Task statement -
Repeat each entry as written and leave the images out of the copy.

Records contained in a dataset

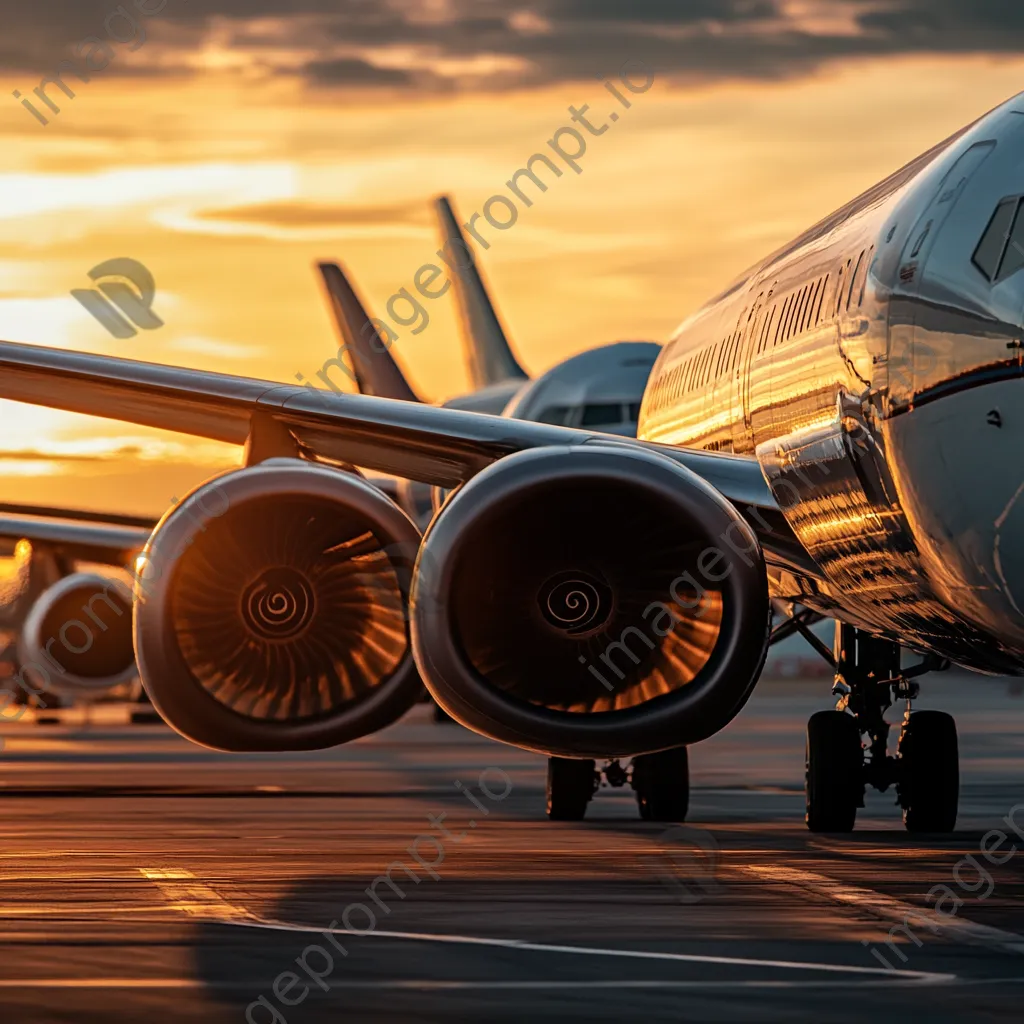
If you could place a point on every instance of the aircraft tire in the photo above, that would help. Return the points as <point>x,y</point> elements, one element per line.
<point>570,787</point>
<point>929,783</point>
<point>662,782</point>
<point>834,772</point>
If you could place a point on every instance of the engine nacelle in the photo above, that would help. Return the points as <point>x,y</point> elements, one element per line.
<point>77,638</point>
<point>594,601</point>
<point>272,609</point>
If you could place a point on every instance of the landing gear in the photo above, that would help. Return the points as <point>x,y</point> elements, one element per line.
<point>929,779</point>
<point>835,773</point>
<point>925,770</point>
<point>662,782</point>
<point>441,717</point>
<point>571,785</point>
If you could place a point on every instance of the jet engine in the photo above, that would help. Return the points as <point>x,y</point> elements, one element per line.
<point>77,637</point>
<point>271,609</point>
<point>593,601</point>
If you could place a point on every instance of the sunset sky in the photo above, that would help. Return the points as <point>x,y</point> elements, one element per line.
<point>244,139</point>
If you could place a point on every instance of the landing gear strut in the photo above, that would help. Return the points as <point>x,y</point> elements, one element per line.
<point>660,780</point>
<point>925,770</point>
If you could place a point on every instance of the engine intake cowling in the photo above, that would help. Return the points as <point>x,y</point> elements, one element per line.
<point>594,601</point>
<point>272,609</point>
<point>78,637</point>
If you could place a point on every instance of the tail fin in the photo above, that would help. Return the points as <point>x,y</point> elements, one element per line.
<point>488,355</point>
<point>376,371</point>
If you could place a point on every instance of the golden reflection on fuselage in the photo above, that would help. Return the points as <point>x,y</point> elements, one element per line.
<point>810,359</point>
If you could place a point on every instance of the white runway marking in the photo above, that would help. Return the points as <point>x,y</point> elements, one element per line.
<point>649,954</point>
<point>197,899</point>
<point>187,894</point>
<point>427,984</point>
<point>891,908</point>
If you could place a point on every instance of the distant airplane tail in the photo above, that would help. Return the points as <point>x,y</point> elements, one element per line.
<point>488,354</point>
<point>376,371</point>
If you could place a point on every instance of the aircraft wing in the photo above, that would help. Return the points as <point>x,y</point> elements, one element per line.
<point>91,542</point>
<point>440,446</point>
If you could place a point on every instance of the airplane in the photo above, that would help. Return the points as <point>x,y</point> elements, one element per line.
<point>47,596</point>
<point>601,387</point>
<point>837,432</point>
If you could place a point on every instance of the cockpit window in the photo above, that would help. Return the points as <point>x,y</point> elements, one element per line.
<point>1013,259</point>
<point>1000,237</point>
<point>601,415</point>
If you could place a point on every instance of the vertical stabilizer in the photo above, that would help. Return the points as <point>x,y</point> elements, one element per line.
<point>376,371</point>
<point>488,355</point>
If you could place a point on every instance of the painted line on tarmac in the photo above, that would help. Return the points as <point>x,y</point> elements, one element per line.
<point>427,984</point>
<point>888,907</point>
<point>186,893</point>
<point>197,899</point>
<point>648,954</point>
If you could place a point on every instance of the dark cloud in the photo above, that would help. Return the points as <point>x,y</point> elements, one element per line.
<point>348,71</point>
<point>487,44</point>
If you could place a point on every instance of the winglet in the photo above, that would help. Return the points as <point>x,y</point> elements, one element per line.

Exercise solution -
If you could place a point on every instance of the aircraft tire in the photo above, that would help. Return the points as <point>x,y</point> elements, one element per line.
<point>570,787</point>
<point>929,783</point>
<point>662,782</point>
<point>834,772</point>
If you could place a point on every instance of the engine nacelle in the photo above, that would help. Return the points as <point>x,y</point> elements, one element per line.
<point>77,638</point>
<point>594,601</point>
<point>272,609</point>
If you could place a point on every instance of the landing gear in the photo above, that would help. Return the points as <point>x,y</point> elements, one element per line.
<point>929,779</point>
<point>835,773</point>
<point>925,770</point>
<point>662,782</point>
<point>441,717</point>
<point>571,785</point>
If you could place a point on every instance of the jet engine in the photo above, that would help. Return the points as <point>x,y</point> elements, one element per line.
<point>77,637</point>
<point>271,609</point>
<point>593,601</point>
If you could place a point on every instance of the sunset sky in the photo above, that would help. Return the points as <point>x,y</point> elements, one element per line.
<point>244,139</point>
If you could place a point on every instance of the landing gear strut in the photo above, that would help. Return the points as <point>x,y</point> elements, one element per line.
<point>660,780</point>
<point>925,770</point>
If you could place a point on every instance of the engine intake cowling in the photo above, that would help. Return the points as <point>x,y</point> elements, one element per line.
<point>594,601</point>
<point>272,609</point>
<point>78,637</point>
If you could place a point on every instance of the tail fin in the photo above, that would help. Return the points as <point>x,y</point> elements, one element per line.
<point>488,355</point>
<point>376,371</point>
If you could place a point on every instance of the golden reflection on fuselage in the photo above, that would help. Return the points as <point>x,y</point> elements, one element per line.
<point>810,359</point>
If you could place a point on every instance of the white runway marking in the photo above, that would help. Return the points as <point>x,y</point> elements, one element per line.
<point>649,954</point>
<point>197,899</point>
<point>187,894</point>
<point>427,984</point>
<point>891,908</point>
If you could place a point on every instance of the distant airplane tail in the photo above, that would help. Return the points as <point>x,y</point> elements, one element per line.
<point>488,354</point>
<point>376,371</point>
If you could place a point on every instance of the aircraft wing in the photo above, that would help. Return the points as <point>x,y</point> elements, one element per line.
<point>91,542</point>
<point>440,446</point>
If you could place a point on every instance of the airplane in the photo above, that would help. Return the points as <point>x,y</point> elements, one element per line.
<point>47,596</point>
<point>601,387</point>
<point>837,432</point>
If you could place a point on every instance of the cockpit window in the photo above, that would help. Return the points as <point>x,y</point> elements, one element per line.
<point>1013,259</point>
<point>1000,237</point>
<point>601,415</point>
If you could place a point on every instance of the vertical stabilizer in the photo above, that would help. Return the points as <point>x,y</point> elements, one element per line.
<point>376,371</point>
<point>488,355</point>
If you could place a point on every instance of the painted line on tarmac in the photo above, that would help. Return the points as <point>x,y</point> elements, one element per line.
<point>427,984</point>
<point>888,907</point>
<point>186,893</point>
<point>197,899</point>
<point>648,954</point>
If you could place a point on every instance of the dark cloud in the photo above, that would help. Return the points as <point>x,y</point> elements, one element per line.
<point>348,71</point>
<point>487,44</point>
If you could place a point on every instance of the winglet in the photo above, that would help. Return the points as <point>x,y</point> elements, one element per line.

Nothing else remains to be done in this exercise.